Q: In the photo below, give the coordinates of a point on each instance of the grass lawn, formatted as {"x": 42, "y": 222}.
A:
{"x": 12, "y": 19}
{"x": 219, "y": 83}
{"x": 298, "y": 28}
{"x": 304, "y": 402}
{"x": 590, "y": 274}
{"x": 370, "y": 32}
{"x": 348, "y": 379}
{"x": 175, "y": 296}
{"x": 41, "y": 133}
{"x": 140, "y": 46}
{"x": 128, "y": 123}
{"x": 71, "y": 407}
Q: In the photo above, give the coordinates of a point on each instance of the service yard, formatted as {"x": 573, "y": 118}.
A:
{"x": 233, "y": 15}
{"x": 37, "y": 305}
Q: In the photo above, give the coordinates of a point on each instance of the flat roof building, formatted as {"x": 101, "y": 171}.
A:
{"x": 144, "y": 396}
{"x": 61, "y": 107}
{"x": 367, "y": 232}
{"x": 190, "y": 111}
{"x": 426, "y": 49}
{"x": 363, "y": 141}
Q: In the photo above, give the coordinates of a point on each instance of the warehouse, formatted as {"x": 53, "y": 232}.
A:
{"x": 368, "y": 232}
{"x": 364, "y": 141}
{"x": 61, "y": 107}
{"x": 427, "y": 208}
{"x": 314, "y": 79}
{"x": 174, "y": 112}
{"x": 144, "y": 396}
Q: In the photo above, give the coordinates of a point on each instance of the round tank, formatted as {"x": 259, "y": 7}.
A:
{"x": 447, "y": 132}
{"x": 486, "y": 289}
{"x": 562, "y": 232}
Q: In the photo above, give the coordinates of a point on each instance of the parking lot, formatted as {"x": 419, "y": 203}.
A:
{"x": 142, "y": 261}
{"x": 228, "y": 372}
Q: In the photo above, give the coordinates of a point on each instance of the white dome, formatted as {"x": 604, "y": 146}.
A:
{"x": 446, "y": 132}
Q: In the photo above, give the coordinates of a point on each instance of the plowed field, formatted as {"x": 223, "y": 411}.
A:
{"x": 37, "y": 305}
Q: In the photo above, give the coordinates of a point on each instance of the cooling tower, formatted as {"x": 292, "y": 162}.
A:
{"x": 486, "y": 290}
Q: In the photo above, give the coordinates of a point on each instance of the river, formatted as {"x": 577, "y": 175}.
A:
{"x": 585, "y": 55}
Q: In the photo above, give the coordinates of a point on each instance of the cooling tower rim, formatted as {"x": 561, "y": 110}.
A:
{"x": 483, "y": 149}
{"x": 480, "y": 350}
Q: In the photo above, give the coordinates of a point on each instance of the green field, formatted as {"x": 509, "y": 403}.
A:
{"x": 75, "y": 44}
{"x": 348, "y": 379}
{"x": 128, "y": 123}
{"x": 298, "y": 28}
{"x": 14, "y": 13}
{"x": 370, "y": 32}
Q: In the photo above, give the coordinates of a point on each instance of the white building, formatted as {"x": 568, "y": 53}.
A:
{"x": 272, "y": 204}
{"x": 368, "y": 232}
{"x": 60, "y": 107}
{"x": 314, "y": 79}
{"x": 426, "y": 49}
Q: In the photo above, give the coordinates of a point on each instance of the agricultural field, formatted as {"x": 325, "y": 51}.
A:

* * * * * * *

#### [PROBLEM]
Within the data above, the lines from the one with "tower rim, formatted" to the one with "white building, formatted" must be repeated exactly; no other line belongs in the answer.

#### [EXERCISE ANSWER]
Q: In the photo above, give the coordinates of a point on each instance of the cooling tower rim, formatted as {"x": 561, "y": 110}.
A:
{"x": 483, "y": 149}
{"x": 480, "y": 350}
Q: In the photo above, give the coordinates of a point on each instance of the green field, formatted as {"x": 509, "y": 403}.
A:
{"x": 75, "y": 44}
{"x": 348, "y": 379}
{"x": 128, "y": 123}
{"x": 298, "y": 28}
{"x": 14, "y": 13}
{"x": 370, "y": 32}
Q: In the photo above, give the coordinates of a point on each instance of the white building, formatted as {"x": 568, "y": 53}.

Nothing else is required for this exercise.